SOURCE DOCUMENT ->
═══

Why is the Christian's mental life so beset by evil spirits? This can
be answered in one sentence: believers afford the evil spirits (or the
devil) the opportunity to attack.
Unless man voluntarily delivers (knowingly or unknowingly) his mind to
the evil spirits they have no right to encroach on man's freedom. This
does not imply that these malevolent forces shall never tempt us in our
thought (that is unavoidable in this life), but it does signify that
upon exercising our will to oppose the tempting thought, it shall be
stopped immediately.
If a child of God cherishes sin in his heart he is lending his mind to
satanic spirits for their use.
When a Christian does not repel the thoughts which originate with evil
spirits he affords them a base for working.
Should anyone allow his head to cease thinking, searching, and deciding
and to no longer check his experience and action against the Bible, he
is practically inviting Satan to invade his mind and deceive him.
The
phenomena of a passive mind
After one's mind has sunk into passivity he will receive many thoughts
injected from without, notions which are unclean, blasphemous or
confused.
His mind is like a perpetual motion machine: once begun, it cannot be
halted.
Not aware of the possibility of accepting the teaching of evil spirits
in their minds, Christians assume that anything which has suddenly
burst upon them while in meditation is their own new discovery of
faith. They write and preach these ideas as the fruits of their
research. Upon hearing or reading these teachings, people marvel at the
cleverness of these Christians. But do they perceive that many of these
doctrines in reality emanate from the bottomless pit?... We should not
be impressed with how excellent such sudden enlightenment may be;
rather should we ask whence this light came.

═══

DATA SHOWN ->
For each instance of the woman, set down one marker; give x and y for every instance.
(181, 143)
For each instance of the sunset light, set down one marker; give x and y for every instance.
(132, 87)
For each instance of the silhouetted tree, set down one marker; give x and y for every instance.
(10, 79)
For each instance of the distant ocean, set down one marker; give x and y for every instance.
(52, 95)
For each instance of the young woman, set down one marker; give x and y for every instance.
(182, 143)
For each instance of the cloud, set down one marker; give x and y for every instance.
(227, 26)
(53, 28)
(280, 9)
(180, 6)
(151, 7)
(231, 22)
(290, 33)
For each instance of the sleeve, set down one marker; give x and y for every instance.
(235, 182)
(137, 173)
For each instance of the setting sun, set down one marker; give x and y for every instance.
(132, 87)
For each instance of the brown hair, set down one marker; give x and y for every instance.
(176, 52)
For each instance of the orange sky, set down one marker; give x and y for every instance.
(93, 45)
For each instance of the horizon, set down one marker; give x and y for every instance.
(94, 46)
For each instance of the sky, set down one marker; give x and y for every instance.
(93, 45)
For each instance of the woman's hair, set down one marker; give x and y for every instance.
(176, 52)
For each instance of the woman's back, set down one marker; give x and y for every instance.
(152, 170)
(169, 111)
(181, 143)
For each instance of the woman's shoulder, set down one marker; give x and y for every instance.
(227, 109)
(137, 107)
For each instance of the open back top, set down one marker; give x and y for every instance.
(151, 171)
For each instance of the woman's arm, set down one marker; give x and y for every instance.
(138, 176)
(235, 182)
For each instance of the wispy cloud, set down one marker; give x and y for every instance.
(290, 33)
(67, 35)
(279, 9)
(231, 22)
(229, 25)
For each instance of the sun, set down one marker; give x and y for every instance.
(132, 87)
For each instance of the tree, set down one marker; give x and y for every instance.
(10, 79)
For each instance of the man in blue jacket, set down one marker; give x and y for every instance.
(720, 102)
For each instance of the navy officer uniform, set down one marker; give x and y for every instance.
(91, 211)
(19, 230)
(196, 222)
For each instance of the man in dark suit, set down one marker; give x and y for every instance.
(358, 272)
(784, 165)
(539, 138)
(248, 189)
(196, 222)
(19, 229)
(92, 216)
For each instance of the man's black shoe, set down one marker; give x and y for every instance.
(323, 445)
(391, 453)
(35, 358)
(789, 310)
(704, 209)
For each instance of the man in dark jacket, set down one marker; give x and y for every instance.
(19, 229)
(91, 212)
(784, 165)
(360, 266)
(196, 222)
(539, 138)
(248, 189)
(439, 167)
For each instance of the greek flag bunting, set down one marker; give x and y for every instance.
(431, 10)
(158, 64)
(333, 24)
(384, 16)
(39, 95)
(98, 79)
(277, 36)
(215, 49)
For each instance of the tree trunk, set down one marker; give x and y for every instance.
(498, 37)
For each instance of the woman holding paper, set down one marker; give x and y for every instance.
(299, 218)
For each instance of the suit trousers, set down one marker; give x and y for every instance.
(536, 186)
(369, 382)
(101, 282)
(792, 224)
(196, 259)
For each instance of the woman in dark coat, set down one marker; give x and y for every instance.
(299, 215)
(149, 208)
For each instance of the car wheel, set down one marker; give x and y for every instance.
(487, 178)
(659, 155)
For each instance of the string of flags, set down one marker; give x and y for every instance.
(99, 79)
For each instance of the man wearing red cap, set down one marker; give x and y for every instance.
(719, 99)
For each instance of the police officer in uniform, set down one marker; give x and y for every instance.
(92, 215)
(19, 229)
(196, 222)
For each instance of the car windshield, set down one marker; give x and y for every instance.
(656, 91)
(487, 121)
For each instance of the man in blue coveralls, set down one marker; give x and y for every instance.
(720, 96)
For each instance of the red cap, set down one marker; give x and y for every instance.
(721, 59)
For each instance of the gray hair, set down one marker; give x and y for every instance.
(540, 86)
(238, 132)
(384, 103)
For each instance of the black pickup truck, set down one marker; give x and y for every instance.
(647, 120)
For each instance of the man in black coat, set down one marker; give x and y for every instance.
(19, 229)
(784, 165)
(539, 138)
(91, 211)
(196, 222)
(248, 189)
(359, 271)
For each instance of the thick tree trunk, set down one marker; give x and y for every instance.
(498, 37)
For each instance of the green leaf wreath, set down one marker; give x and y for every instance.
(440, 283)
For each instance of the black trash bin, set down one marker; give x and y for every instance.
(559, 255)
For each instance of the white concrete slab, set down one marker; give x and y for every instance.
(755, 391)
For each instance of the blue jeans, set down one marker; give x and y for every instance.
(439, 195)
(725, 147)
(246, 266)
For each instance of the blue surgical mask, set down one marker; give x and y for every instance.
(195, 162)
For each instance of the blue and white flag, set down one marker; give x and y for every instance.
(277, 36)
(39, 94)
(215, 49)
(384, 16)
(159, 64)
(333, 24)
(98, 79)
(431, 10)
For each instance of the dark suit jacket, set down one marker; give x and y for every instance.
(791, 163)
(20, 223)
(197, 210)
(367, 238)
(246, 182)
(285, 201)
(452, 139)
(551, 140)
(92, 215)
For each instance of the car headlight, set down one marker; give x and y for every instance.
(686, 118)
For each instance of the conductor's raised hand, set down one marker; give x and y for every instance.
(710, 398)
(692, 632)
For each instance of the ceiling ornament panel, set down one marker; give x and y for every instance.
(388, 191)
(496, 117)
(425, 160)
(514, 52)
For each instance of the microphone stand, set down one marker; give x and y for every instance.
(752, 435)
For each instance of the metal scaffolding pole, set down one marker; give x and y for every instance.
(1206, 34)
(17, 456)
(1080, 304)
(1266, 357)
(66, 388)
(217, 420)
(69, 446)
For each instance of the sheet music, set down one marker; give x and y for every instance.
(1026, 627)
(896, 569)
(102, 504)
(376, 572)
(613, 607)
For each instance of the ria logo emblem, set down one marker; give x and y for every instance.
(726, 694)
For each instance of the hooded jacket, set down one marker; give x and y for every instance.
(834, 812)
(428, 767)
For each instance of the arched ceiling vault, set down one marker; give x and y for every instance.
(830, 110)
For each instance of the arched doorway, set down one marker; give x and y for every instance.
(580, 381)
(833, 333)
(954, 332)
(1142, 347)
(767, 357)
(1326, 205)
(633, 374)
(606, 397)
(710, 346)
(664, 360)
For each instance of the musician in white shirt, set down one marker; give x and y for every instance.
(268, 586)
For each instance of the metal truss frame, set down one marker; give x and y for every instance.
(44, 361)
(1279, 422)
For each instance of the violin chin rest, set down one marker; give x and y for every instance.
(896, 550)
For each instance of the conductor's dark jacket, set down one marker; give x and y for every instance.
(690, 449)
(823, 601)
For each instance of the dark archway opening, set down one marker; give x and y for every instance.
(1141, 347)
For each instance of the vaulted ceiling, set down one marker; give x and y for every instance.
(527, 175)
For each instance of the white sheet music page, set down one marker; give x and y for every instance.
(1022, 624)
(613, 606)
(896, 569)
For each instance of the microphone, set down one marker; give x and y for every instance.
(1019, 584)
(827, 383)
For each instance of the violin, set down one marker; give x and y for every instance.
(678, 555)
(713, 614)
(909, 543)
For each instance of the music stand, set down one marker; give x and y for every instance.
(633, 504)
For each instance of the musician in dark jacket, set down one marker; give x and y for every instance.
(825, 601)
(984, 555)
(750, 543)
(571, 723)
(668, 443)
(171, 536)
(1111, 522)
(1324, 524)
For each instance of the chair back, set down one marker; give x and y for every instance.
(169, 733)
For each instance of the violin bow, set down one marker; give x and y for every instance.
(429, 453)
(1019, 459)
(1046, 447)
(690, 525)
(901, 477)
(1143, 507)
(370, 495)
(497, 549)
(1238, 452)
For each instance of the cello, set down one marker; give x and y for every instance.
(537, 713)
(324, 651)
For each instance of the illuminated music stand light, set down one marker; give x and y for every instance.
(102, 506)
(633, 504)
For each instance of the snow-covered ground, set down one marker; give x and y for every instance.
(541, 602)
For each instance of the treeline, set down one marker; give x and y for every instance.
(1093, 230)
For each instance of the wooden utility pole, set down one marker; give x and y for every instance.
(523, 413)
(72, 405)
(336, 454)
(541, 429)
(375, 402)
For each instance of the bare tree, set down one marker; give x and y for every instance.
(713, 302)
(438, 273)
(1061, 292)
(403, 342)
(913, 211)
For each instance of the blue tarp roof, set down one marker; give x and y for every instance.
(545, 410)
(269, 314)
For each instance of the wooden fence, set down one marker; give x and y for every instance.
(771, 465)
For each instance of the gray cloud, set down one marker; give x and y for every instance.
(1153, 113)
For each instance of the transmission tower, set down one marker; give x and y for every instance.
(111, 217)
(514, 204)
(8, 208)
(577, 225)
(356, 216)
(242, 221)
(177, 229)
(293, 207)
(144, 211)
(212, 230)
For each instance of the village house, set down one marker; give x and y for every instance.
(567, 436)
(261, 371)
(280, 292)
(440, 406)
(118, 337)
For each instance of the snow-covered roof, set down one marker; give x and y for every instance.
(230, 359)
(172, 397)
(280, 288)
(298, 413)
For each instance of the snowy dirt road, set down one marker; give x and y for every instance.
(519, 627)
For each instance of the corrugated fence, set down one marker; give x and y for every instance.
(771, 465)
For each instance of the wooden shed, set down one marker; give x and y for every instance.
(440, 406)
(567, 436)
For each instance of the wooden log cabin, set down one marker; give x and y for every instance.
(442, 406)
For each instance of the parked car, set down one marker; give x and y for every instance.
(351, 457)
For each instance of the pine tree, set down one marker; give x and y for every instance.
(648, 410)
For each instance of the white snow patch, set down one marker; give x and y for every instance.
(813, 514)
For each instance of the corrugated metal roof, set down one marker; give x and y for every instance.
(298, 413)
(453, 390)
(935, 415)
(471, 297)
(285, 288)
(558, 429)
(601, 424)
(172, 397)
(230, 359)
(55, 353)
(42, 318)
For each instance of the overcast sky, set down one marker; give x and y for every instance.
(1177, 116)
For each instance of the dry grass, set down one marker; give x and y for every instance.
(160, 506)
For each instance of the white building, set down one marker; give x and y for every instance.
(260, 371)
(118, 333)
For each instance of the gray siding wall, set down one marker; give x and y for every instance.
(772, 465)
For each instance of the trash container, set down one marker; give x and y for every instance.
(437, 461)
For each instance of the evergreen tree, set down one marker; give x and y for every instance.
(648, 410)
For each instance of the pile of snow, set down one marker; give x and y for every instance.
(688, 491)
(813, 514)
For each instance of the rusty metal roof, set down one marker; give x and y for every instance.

═══

PROBLEM 1 ->
Render this sentence from the text on evil spirits and the Christian's mind into Spanish: "If a child of God cherishes sin in his heart he is lending his mind to satanic spirits for their use."
PROBLEM 2 ->
Carry on the text on evil spirits and the Christian's mind, starting after its final sentence.
You can set the material aside, since nothing here depends on it.

YOUR RESPONSE 1 ->
Si un hijo de Dios abriga pecado en su corazón, está prestando su mente a los espíritus satánicos para que la usen.

YOUR RESPONSE 2 ->
Should one's mind be passive,
it will
be easy for the enemy to inject nonsensical notions into him, for
instance telling him: "You are God's special vessel" or "Your work will
shake the whole world" or "You are much more spiritual than the rest"
or "You should take another course" or "God will soon open a wide door
for your preaching" or "You should step out to live by faith" or "Your
spiritual usefulness is unlimited." Heady thoughts like these disarm
all the vigilance of the saint. He thrives day and night on these
ideas-dreaming how great and marvelous he is. Not employing the
rationalism of his mind,
he fails to
realize how harmful and how laughable these notions can be in his
spiritual walk. He indulges in them by continuously imagining
how glorious his future is going to be.
Among fellow-workers, evil spirits often sow a groundless doubt or
divisive thought in the mind of one worker so as to separate him from
the others... Actually there is no basis for such a thought.
The reason why satanic powers can impart innumerable strange dreams to
the Christian is because his mental life is passive.
At nighttime the brain is not as active as in the day, hence more
passive and more liable to being manipulated by the devil. Such night
dreams cause him to wake up the next morning with a heavy head and a
despondent spirit.
If he resists their deeds day and night he shall regain his freedom.
Especially during times of prayer, Bible reading, or listening to
messages do Christians discover their thoughts wandering. Although they
will to concentrate, they fail to do so. They may succeed for a short
while in arresting their galloping thoughts by their will, but such an
effect does not last long. Sometimes they lose all control. It is
obviously the enemy who is at work. The reason for the devil's
exertions lies in the fact that the believer has made provision in his
mind for the evil spirits.
They are usually most talkative, however. Since their heads are
bursting with thoughts, how can their mouths not be abounding with
words too? A mind which cannot listen to others but demands that others
listen to it is a sick mind. While it is true that some Christians are
talkative by nature, nevertheless, unknowingly they may in fact be
instruments in the hands of evil spirits. Many Christians are like
talking machines which are run by outside powers.
Inactivity in place of activity, disquietude instead of calm,
restlessness due to overflowing thoughts, inability to concentrate or
distinguish or remember, confusion beyond control, labors without
fruit, work-less-ness during the day and dreams and visions in the
night, insomnia, doubts, unwatchfulness, fear without reason,
disturbance to the point of agony-one and all are nefariously inspired
by the evil spirits.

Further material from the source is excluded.